INPUT MATERIAL:
#####

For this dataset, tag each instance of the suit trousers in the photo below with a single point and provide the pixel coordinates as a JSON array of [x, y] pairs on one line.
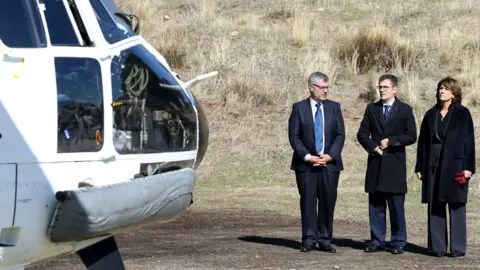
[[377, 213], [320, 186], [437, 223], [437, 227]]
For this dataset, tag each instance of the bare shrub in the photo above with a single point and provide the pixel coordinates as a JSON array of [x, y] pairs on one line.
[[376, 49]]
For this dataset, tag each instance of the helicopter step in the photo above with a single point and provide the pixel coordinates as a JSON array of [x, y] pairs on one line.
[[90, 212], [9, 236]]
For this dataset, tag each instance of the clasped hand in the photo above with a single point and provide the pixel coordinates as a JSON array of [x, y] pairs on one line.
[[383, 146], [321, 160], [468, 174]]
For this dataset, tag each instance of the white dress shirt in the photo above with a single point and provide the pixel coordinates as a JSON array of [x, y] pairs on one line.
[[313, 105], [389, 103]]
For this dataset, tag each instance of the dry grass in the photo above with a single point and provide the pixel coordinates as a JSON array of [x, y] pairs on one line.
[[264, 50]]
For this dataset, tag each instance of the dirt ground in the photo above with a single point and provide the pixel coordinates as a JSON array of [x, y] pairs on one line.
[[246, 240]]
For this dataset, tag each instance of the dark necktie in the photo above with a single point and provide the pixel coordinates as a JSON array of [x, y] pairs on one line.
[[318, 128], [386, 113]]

#####

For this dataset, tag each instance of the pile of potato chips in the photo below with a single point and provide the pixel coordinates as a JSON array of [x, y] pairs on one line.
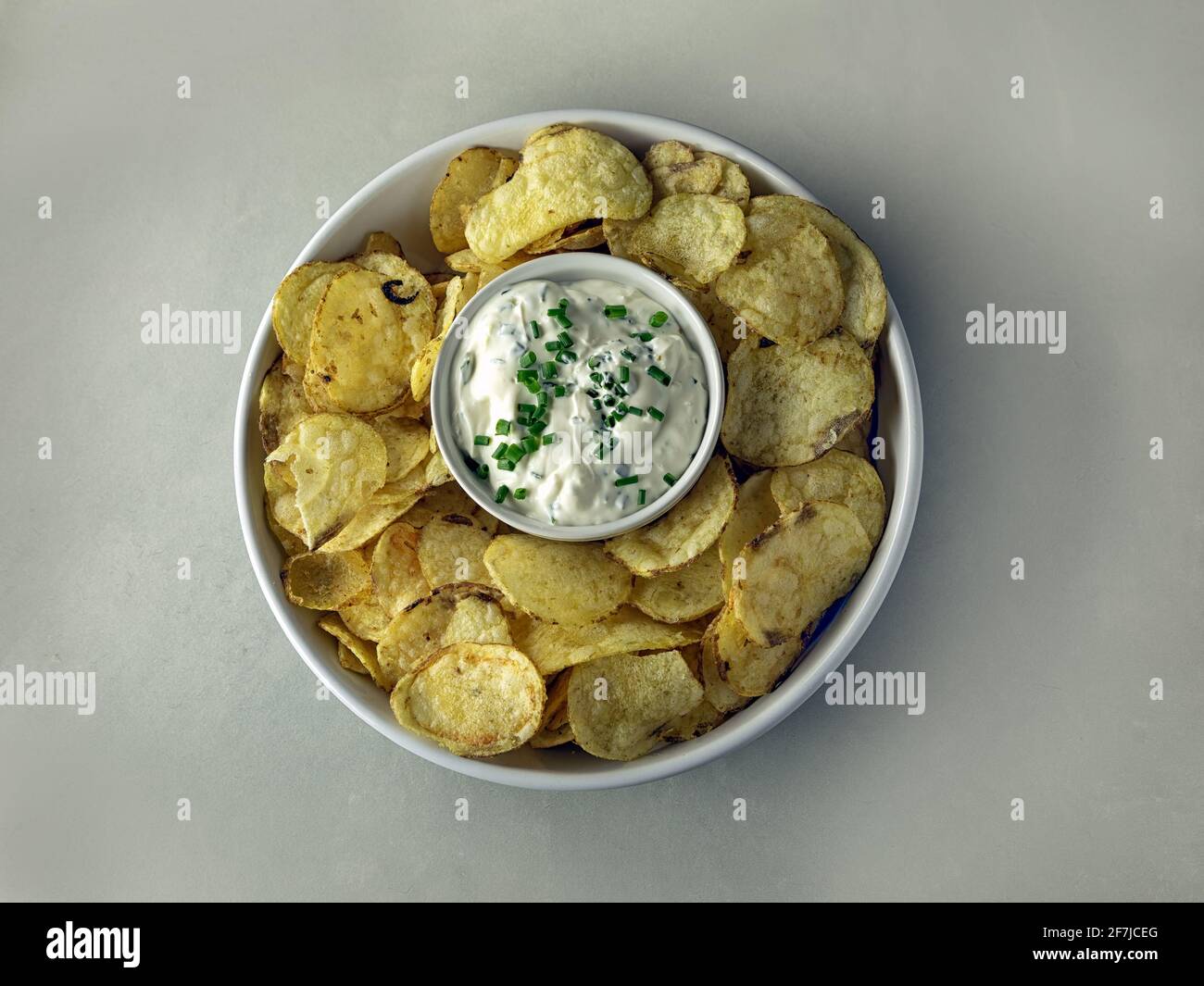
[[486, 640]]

#####

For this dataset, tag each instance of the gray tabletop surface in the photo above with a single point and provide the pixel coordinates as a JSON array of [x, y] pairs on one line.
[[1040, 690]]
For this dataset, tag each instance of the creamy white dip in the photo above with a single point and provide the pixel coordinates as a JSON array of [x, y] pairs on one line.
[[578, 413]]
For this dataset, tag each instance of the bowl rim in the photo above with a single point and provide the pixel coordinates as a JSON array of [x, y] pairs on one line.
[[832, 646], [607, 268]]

#####

SHORT TASK: Reproduce only the material that begins at the line containing "For this dataset, tag each instance of the bare" and ends after the line containing "[[383, 146], [321, 160], [468, 174]]", replacing "helicopter step" with "landing skid" and keeping everything else identical.

EXERCISE SOLUTION:
For this dataset, tag each instance of the bare shrub in the photo above with a single point and provide the pixel coordinates as a JSON array of [x, y] pairs on one line.
[[376, 49]]
For this dataset, tag each instance of the landing skid in the photo above with a single point and provide the pixel coordinates as a JSON array of [x, y] pairs on one line.
[[90, 212], [9, 236]]
For this dataset, tag each instance of the clasped hand in the photo above with a single point and provide the pixel coordinates as a JSON array of [x, y] pairs on one line.
[[383, 146], [321, 160], [468, 174]]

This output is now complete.